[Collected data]
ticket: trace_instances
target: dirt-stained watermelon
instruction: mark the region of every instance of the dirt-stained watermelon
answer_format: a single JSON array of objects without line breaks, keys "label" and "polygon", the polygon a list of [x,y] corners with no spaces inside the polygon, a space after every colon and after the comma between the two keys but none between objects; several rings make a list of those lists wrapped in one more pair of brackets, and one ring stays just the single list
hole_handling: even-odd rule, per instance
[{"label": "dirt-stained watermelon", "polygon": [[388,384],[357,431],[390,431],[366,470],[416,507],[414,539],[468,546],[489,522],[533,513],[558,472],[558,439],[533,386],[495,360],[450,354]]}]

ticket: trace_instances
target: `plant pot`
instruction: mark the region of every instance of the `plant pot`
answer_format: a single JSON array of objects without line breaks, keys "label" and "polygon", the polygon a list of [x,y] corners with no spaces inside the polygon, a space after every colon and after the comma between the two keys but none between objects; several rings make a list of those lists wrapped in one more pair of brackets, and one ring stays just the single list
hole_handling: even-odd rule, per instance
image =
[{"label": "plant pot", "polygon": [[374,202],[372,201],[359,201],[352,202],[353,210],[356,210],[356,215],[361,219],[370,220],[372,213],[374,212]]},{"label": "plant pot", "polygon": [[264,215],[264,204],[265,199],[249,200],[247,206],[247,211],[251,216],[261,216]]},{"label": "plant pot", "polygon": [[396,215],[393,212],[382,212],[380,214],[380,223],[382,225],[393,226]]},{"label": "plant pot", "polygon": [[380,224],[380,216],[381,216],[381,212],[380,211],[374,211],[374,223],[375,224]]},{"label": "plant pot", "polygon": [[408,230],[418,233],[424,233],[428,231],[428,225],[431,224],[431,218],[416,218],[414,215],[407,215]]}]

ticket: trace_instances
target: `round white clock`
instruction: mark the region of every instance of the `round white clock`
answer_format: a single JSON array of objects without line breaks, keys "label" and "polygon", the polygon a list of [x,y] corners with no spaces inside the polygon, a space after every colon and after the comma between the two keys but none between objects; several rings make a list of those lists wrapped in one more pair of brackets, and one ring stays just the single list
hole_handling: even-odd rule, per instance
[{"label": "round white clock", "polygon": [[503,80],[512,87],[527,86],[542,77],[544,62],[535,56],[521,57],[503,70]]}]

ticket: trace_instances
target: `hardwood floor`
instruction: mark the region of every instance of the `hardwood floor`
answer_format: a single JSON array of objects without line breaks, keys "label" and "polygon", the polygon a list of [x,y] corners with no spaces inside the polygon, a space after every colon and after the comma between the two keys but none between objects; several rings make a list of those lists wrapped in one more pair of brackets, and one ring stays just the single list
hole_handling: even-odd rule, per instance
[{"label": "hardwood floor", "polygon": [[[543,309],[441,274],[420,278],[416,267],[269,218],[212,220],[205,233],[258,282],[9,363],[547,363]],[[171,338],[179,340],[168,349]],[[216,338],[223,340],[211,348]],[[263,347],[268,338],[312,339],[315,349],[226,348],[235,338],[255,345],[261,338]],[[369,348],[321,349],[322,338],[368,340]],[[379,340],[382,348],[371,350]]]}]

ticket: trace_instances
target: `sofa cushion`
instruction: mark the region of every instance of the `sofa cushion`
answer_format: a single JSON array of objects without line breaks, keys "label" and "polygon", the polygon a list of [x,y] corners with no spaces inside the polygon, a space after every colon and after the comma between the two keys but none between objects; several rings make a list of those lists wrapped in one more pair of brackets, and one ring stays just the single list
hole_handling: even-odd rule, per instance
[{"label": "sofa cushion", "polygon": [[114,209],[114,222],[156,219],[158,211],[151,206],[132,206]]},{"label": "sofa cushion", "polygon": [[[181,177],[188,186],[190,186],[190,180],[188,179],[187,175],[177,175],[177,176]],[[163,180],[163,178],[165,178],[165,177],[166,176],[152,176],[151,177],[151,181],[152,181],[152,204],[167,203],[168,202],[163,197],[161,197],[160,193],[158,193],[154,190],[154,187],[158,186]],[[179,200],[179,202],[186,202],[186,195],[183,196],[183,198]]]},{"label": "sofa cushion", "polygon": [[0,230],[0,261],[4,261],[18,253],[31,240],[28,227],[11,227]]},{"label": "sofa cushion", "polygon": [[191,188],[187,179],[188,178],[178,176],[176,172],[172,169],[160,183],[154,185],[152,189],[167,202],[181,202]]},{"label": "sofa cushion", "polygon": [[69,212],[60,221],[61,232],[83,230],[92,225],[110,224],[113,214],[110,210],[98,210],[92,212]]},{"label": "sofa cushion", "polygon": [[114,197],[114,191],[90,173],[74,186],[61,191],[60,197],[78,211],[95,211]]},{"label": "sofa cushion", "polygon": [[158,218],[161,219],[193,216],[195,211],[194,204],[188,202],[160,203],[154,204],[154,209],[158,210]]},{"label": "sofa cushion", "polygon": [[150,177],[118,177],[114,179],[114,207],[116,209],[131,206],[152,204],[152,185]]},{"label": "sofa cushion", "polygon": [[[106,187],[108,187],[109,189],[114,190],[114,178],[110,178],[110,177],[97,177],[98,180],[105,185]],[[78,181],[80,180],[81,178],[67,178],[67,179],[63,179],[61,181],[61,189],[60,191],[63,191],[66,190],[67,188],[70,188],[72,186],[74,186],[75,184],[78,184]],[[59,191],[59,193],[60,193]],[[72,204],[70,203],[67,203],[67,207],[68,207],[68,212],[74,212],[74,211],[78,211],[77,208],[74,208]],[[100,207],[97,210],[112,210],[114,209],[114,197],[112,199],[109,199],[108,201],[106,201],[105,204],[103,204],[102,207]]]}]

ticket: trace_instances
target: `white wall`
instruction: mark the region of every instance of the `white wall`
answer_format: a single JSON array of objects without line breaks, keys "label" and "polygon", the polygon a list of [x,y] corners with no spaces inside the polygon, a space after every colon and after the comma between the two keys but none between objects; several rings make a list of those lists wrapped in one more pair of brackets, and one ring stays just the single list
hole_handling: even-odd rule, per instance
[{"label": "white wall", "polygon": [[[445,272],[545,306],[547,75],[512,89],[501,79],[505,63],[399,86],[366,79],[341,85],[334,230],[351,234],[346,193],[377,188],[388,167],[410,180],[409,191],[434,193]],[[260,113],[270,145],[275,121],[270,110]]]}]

* [Request]: Gather every line of the material above that contains the string "floor", treating uppercase and lowercase as different.

* [Reply to the task]:
target: `hardwood floor`
instruction: mark the region of every instance of the `hardwood floor`
[{"label": "hardwood floor", "polygon": [[[543,309],[441,274],[420,278],[416,267],[269,218],[212,220],[205,233],[258,282],[9,363],[547,363]],[[171,338],[179,340],[168,349]],[[216,338],[223,340],[211,348]],[[263,347],[268,338],[312,339],[315,349],[226,348],[235,338],[255,345],[261,338]],[[369,348],[321,349],[322,338],[368,340]],[[379,340],[382,348],[371,350]]]}]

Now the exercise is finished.